*Dataset excerpts*:
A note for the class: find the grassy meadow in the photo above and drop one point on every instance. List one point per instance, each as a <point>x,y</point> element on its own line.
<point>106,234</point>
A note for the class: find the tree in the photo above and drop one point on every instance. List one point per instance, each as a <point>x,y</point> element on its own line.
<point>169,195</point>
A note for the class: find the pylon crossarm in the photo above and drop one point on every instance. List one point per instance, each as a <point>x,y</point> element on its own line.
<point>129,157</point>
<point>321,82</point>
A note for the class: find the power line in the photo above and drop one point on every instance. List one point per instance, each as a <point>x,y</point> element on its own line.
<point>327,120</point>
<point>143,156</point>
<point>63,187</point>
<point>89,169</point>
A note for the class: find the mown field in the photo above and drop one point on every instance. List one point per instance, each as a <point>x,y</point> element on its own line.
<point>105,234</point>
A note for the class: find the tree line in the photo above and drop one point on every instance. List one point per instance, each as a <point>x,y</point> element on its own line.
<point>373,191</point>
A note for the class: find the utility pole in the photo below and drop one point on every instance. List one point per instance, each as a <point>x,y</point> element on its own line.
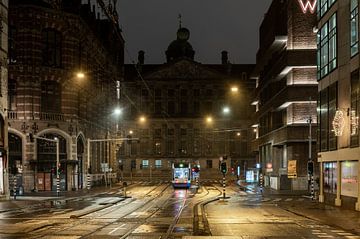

*Requirements*:
Rewrite all the items above with "class" replaced by "team" wherever it occurs, changing nothing else and leaving out the pictures.

*The output*:
A note for the team: find the grassy meadow in the photo above and drop one point on every instance. List one point per instance, each as a <point>x,y</point> element on its own line.
<point>106,234</point>
A note for the team: find the tree in the photo above and drop one point on every instance. List one point per instance, each as a <point>x,y</point> element on its own line.
<point>169,195</point>
A note for the team: find the pylon crossarm in the photo above and drop one point on every instance. List one point per instance, each as a <point>x,y</point> element on its own line.
<point>129,157</point>
<point>321,82</point>
A note for the team: find the power line in the photo above and drop one point on every instance. List one point per instance, each as a <point>x,y</point> element on its own line.
<point>327,120</point>
<point>143,156</point>
<point>63,187</point>
<point>89,169</point>
A note for the team: find the mown field in the photo above and drop one point on every instance. List one point per instance, each as a <point>x,y</point> element on its own line.
<point>105,234</point>
A note for the team: find the tree line in the photo above and drop one point on every instance. List one point per instance, each as a <point>x,y</point> element on its own line.
<point>373,191</point>
A note for the team: find the utility pole in the photo below and drop one point on every instance. List one point per instance, each as a <point>x,y</point> element on its own line.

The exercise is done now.